##### MATERIAL FOR THE TASK #####

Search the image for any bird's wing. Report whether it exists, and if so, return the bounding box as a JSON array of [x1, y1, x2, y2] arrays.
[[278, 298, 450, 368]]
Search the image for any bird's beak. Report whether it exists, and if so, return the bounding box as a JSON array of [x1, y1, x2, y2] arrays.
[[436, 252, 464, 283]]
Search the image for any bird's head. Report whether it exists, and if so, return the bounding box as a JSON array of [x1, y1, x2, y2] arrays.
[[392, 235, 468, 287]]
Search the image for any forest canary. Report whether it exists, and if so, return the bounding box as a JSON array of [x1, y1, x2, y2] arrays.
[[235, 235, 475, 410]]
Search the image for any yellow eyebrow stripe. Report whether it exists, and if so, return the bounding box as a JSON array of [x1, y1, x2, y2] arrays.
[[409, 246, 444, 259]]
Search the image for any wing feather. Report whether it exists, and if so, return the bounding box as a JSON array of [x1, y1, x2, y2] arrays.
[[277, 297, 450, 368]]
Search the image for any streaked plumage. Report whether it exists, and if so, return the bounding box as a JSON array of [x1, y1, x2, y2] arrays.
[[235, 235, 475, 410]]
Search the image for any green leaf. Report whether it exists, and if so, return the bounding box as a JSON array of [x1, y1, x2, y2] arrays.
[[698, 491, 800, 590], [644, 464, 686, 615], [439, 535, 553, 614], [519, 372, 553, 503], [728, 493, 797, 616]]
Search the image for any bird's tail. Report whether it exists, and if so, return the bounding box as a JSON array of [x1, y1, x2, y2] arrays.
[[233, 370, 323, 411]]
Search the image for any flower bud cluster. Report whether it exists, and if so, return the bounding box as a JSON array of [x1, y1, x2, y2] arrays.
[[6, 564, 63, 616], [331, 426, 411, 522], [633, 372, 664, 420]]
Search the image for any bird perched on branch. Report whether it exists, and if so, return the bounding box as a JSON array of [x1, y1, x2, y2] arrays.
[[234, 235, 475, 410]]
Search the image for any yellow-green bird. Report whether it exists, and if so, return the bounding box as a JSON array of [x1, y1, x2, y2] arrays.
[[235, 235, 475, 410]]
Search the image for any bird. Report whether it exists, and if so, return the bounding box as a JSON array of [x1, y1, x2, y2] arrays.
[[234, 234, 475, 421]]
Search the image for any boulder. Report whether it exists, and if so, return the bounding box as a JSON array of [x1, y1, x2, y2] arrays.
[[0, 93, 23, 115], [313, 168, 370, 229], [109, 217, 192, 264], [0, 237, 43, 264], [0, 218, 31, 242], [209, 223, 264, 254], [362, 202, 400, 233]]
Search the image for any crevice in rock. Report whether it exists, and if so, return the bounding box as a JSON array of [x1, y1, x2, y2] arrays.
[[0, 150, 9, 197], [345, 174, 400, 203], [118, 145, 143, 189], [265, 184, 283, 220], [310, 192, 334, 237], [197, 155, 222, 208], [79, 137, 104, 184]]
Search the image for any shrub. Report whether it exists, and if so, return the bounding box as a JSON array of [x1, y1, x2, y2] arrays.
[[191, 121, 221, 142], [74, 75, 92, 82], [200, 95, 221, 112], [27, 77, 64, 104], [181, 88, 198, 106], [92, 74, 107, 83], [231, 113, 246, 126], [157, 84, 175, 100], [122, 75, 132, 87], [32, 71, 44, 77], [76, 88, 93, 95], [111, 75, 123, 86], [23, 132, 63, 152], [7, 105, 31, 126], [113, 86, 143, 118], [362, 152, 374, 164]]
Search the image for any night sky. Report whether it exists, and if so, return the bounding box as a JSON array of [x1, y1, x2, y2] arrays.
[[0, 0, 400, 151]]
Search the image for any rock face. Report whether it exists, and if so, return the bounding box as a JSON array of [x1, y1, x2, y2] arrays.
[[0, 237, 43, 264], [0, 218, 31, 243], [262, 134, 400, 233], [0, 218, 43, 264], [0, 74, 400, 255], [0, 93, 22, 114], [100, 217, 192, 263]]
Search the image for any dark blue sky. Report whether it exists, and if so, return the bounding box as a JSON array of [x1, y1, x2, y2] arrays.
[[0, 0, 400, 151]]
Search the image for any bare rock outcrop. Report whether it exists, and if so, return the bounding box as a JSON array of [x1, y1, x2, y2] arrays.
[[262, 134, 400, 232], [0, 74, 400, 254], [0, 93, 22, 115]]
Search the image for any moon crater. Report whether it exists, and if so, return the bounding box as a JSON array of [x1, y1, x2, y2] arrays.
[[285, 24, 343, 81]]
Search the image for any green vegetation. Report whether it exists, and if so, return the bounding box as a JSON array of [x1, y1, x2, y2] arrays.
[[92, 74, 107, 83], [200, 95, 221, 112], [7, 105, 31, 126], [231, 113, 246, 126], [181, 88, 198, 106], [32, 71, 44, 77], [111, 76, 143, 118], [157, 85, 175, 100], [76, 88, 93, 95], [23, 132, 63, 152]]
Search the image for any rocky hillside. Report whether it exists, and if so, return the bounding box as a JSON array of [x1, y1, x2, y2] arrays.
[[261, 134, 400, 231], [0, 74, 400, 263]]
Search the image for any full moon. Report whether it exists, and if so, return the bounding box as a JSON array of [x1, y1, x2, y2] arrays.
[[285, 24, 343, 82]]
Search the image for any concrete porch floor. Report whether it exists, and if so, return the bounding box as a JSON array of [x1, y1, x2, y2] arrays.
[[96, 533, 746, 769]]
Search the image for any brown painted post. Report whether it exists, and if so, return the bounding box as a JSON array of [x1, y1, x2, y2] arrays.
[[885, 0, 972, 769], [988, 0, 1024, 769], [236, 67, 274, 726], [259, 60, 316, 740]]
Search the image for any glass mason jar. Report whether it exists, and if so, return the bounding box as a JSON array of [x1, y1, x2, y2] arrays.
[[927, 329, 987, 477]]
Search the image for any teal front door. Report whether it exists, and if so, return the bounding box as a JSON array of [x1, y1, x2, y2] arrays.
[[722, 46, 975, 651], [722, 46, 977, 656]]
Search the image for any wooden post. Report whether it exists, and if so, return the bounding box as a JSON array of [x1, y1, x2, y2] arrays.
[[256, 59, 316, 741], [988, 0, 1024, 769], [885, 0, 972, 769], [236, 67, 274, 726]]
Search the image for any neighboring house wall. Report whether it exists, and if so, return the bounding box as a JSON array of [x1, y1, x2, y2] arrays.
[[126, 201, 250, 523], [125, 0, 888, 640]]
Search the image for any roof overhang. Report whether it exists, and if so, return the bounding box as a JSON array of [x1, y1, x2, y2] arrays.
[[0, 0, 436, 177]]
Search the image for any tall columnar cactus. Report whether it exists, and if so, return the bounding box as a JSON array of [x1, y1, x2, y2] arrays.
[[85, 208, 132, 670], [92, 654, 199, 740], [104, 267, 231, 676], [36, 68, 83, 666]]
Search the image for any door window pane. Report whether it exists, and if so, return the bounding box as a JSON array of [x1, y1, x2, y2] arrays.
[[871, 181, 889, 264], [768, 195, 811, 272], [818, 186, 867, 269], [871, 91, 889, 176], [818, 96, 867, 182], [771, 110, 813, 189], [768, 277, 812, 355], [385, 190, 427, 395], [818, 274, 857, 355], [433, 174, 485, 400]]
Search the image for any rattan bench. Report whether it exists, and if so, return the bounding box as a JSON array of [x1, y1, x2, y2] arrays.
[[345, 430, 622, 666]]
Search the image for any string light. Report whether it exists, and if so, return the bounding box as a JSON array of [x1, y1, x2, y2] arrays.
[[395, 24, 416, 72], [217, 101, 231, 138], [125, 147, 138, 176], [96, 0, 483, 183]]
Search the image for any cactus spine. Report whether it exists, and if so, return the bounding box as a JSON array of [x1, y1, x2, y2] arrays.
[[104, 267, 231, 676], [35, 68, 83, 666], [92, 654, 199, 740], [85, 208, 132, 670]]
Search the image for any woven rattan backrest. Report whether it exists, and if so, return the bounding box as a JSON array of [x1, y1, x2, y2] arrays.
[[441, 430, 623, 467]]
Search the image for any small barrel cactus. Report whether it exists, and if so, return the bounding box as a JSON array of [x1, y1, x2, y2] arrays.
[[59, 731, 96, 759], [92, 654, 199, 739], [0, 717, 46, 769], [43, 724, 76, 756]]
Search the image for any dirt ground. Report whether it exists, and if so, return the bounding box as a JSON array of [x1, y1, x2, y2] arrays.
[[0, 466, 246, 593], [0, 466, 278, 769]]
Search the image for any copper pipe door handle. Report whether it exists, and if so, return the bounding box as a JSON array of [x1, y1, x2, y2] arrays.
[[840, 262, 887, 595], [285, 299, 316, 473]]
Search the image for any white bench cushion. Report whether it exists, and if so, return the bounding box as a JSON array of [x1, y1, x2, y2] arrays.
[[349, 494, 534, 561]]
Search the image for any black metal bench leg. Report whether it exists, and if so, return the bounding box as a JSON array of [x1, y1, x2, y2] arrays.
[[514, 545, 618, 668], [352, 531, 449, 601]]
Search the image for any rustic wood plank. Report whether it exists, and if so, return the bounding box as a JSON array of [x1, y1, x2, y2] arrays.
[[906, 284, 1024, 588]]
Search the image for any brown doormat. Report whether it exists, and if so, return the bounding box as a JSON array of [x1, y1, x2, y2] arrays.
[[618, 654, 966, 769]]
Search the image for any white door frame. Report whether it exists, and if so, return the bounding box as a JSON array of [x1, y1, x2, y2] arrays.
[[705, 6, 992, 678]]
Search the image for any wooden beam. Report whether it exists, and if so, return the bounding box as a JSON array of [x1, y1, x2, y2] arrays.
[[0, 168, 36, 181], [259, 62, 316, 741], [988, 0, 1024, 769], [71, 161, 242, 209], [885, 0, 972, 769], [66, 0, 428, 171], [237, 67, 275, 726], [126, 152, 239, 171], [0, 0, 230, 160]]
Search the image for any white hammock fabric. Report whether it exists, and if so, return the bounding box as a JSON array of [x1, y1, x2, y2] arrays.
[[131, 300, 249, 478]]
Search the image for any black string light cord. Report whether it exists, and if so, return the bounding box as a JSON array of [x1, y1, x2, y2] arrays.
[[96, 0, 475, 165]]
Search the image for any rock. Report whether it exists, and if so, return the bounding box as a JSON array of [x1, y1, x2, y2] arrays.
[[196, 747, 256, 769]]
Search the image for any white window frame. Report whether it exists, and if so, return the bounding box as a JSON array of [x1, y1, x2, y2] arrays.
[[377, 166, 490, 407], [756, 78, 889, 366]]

#####

## WHAT TO PRODUCE
Can you retype the stretch of entries above word for word, from the very start through the line containing "[[233, 370, 323, 411]]"?

## ANSWER FOR THE TASK
Search the image for any bird's wing. Report whether it exists, and if so, return the bounding box as a JSON array of [x1, y1, x2, y2] arrays.
[[278, 298, 450, 368]]
Search the image for any bird's beak. Report whether it exists, and if so, return the bounding box as a JSON array of [x1, y1, x2, y2] arrays.
[[436, 252, 464, 283]]
Search the image for any bird's head. Report whether it exists, and if so, return the bounding box as a JSON array of [x1, y1, x2, y2] arrays.
[[392, 235, 468, 287]]
Search the image for any forest canary. Report whether it exists, and if so, return the bounding box as a JSON array of [x1, y1, x2, y2] arrays.
[[235, 235, 475, 410]]
Search the image for any yellow eyebrow stripe. Report whether it exists, and if so, return the bounding box as a JSON array of [x1, y1, x2, y2] arrays.
[[409, 246, 444, 259]]
Search the image for any wing feather. Report whether it exists, and if so, return the bounding box as a JSON array of [x1, y1, x2, y2] arrays.
[[277, 297, 450, 368]]
Search the image for any streaked plumage. Report whether it exists, and if so, return the bounding box as a JSON array of [x1, y1, x2, y2] arrays.
[[235, 235, 475, 410]]
Search the image for any green leaf. Report whether it exists, and if so, return the bounding box as a JSON array of [x1, y1, x2, y2] arrays.
[[698, 491, 800, 590], [644, 464, 686, 615], [439, 535, 553, 614], [519, 372, 553, 503], [728, 493, 797, 616]]
Search the image for any bird's tail. Report whether it exists, and if so, return the bounding box as a JSON array of [x1, y1, x2, y2] arrays.
[[233, 370, 323, 411]]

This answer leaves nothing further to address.